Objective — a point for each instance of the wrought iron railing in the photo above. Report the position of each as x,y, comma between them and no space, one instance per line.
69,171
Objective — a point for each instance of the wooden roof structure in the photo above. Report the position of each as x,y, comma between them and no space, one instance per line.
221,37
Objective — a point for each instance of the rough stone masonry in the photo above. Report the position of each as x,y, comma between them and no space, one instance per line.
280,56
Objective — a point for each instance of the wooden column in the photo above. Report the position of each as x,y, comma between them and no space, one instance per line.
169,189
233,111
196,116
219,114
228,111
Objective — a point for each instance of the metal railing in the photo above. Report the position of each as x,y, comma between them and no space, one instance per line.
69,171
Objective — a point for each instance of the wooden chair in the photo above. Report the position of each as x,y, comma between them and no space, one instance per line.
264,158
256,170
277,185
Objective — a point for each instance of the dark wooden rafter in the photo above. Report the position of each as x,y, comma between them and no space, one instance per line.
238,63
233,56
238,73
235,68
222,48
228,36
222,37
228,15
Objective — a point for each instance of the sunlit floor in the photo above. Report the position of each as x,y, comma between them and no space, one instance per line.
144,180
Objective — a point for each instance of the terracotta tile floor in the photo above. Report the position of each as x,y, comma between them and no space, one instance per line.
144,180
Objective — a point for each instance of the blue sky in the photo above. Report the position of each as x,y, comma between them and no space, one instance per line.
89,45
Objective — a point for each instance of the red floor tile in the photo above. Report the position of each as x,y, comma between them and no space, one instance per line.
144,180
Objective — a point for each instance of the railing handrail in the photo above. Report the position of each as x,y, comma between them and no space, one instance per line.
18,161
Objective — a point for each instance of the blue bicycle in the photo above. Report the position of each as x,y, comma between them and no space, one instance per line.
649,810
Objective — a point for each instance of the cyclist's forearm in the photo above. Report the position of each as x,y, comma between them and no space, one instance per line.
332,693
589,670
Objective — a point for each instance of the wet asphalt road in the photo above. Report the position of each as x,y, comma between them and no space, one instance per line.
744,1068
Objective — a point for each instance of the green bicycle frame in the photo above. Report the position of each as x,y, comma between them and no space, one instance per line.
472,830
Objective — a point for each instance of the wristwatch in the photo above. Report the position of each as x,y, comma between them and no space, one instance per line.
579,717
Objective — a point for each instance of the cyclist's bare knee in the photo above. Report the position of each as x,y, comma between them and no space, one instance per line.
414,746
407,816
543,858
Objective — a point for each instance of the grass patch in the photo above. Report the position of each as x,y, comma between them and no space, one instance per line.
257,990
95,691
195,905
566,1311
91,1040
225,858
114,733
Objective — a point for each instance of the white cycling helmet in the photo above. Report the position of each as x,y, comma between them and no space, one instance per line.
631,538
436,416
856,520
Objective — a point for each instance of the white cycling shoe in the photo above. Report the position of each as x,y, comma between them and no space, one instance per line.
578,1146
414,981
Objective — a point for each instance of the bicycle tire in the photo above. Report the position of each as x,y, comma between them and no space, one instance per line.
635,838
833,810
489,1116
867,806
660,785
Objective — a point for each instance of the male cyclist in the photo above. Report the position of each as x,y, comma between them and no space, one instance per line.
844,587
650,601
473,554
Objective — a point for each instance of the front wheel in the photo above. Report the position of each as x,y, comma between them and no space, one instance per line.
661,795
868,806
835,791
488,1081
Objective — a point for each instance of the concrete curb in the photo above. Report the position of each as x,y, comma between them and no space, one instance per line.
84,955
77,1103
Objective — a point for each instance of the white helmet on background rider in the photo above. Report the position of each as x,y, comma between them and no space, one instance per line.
——
§ **To do**: Only the lines from the one that contains "white cycling shoe" to the end of the entries above should be given again, exactly and in full.

§ **Solution below**:
Objective — a point for each instance of the white cycling shoe in the photo above. Report the position of each as x,y, comma between them and no space, one instance per line.
578,1146
414,981
Objective — a point for each instance of the bicycle tire in the photo above. Report the position of each as x,y, comma between them and no space, one instance per line.
635,838
833,810
489,1116
867,806
660,785
Objective — a point for each instance of the male cyclist in the photo above. Report the position of each as x,y, comma between them and no space, one instance per line.
844,587
650,601
473,554
Objective — a point for each instance of the front wheel in the photo above. Report the position of each as x,y, comma between them and no space, one instance per line.
661,795
868,806
835,791
488,1081
Objective — a point for each instance of the concrete curb in the photo above. Report the position of each as x,y, comma between them and no space, one instance per line.
84,955
77,1103
Objective — a point for each instance of the white helmet on background rider in the photo above. Report the position of each as x,y, comma between them and no space, one instance per line.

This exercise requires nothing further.